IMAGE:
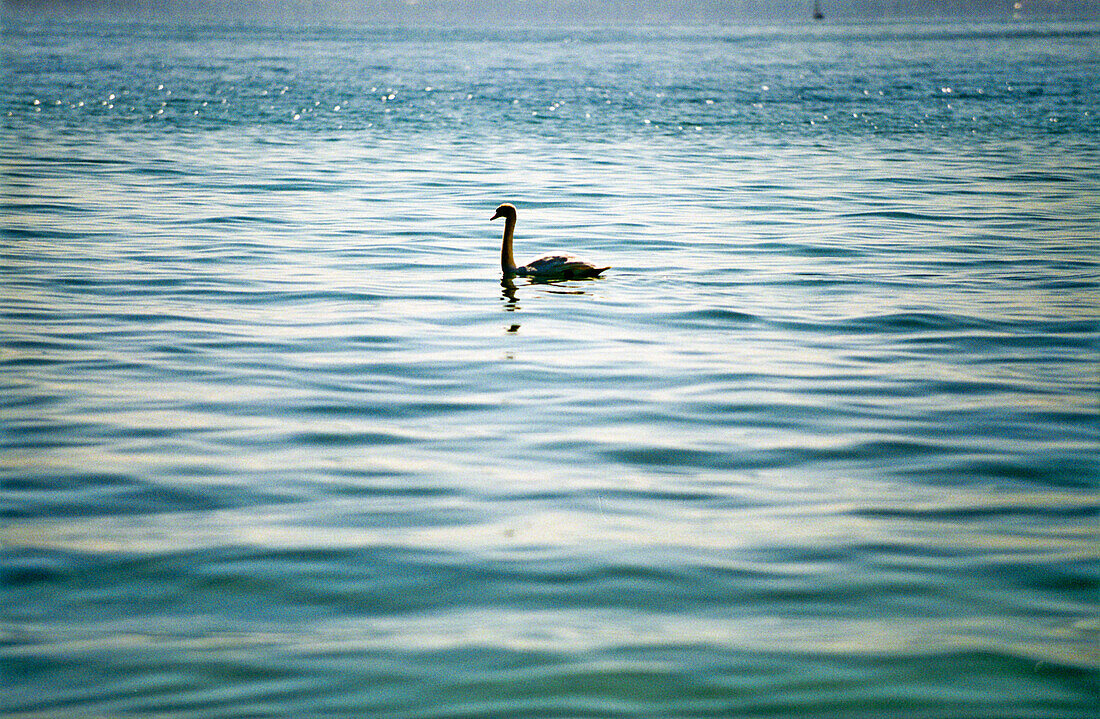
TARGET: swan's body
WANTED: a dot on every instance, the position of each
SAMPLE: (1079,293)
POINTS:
(552,267)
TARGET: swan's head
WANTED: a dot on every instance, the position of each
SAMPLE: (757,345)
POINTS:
(507,211)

• • • •

Retype, exactly and only, the lines running from the one with "TARGET: swan's head" through the final line of the listing above.

• _RESPONSE FOR THIS EXERCISE_:
TARGET: swan's head
WANTED: a dot on every instance, the position of each
SAMPLE: (757,345)
POINTS:
(507,211)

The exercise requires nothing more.